Selected extract
A perennial Oxalis, Alva, has little white flowers, does
well on the edge of shade, but can take some direct light.
Lungwort or Pulmonaria spreads and has a nice clumped, drifting
area. It draws attention to dark corners, it has a variegated
leaf with a pattern. It is a nice alternative to Hosta.
Raspberry Splash has a cluster of spike like
flowers on top. Heuchera, Purple Petticoats is new and unusual.
Foam Flower contrasts well with the dark mulch. Tiarella,
Heronswood Mist, is variegated and helps woodland plants
connect with the rest of the garden. Alfie has planted these
plants in a natural, informal way. Nothing in a straight
line, more like what you would find in the woods. These
are low maintenance plants, don't require pruning or clipping
and are insect or disease resistant.
Both trellises and an arbor have been added to provide privacy.
The arbor is welded steel, strong enough to hold heavy vines,
but light enough to be airy and doesn't dominate the area.
On the arbor Alfie has put Wisteria. The Wisteria was here
before, and provides an excellent screen from the alley
and street. The Wisteria is a fast grower and has been wound
around the Arbor. In three or four weeks it's covered almost
half of the arbor. It is in full sun, which helps growth
and Alfie thinks that it will quickly and completely cover
the arbor. Alfie has placed a trellis nearby to screen the
hillside. The trellis doesn't take a lot of space but provides
an effective screen. The trellis is also a steel frame,
but to make it stronger he's driven 18" of steel pipe
or PVC pipe into the ground. This will keep erosion or wear
and tear from weakening them over the years. Again he has
Wisteria on the trellis. Wisteria is a naturalized plant
and in some places it has taken over. The beauty to these
locations for Wisteria is that it can be pruned with hedge
trimmers several times a year and kept in its' place. Suckers
or sprouts may grow around the plant, trim them and it should
Alfie has taken the area with exposed tree roots, and the
hill, before a barren waste land, and made it attractive.

Available data
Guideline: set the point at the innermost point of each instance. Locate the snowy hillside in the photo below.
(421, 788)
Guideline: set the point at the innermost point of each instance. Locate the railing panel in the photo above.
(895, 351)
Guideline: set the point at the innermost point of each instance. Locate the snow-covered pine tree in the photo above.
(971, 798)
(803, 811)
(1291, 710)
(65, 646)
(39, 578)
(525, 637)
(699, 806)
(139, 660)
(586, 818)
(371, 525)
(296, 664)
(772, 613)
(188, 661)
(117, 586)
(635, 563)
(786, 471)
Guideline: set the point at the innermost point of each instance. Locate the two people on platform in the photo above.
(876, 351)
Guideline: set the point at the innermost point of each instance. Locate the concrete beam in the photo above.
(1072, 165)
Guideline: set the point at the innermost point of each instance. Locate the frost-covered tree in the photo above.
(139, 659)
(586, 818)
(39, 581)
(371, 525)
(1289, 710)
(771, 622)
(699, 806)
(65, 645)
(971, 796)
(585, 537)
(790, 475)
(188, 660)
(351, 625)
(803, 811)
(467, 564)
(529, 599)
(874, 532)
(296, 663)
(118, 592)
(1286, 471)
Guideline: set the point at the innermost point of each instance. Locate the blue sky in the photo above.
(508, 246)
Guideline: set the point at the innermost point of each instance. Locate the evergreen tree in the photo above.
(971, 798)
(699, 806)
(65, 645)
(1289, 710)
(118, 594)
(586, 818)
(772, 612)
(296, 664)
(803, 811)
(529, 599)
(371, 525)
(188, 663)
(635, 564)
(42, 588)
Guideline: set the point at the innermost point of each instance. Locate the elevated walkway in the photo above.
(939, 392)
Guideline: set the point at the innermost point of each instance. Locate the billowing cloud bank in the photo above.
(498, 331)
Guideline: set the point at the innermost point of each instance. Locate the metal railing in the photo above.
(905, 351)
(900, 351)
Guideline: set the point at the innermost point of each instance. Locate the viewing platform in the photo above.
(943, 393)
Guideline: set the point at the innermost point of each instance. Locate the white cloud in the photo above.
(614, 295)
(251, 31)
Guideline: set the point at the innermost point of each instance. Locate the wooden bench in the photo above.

Exercise 1
According to the garden text, what material is the arbor made of?
Exercise 2
Continue the garden text from its last sentence.

Result 1
Welded steel.

Result 2
The steep hill before acted like a waterfall. He broke up
the soil as much as possible, tilled the soil and again
added lawn soil (in spots as much as five to eight inches)
to somewhat level the area. He then seeded with grass seed.
At one point he had to cover the area with burlap but roots
are now taking hold and erosion shouldn't now be a problem.
It is looking good, nice and green. One question Dr. Rick
often receives is can you and if so how much soil or other
material can be placed on top of roots. The answer is 4-5
inches, but it needs to be well drained, so it doesn't rot
the roots. This allows you to plant something on top of
the roots. It's best to incorporate whatever you put on
top of the soil into the soil so there isn't a layering
effect. In this yard, the roots are now covered with one
exception and those roots don't get hit by a lawnmower.
The lawn now acts like a giant sponge and now longer is
there a waterfall. One of the things Alfie did to encourage
growth in this area was to limb up the trees. He took four
or five limbs off the tree, this allows in more light and
takes less water. It creates high shade and makes the area
a better place to grow plants.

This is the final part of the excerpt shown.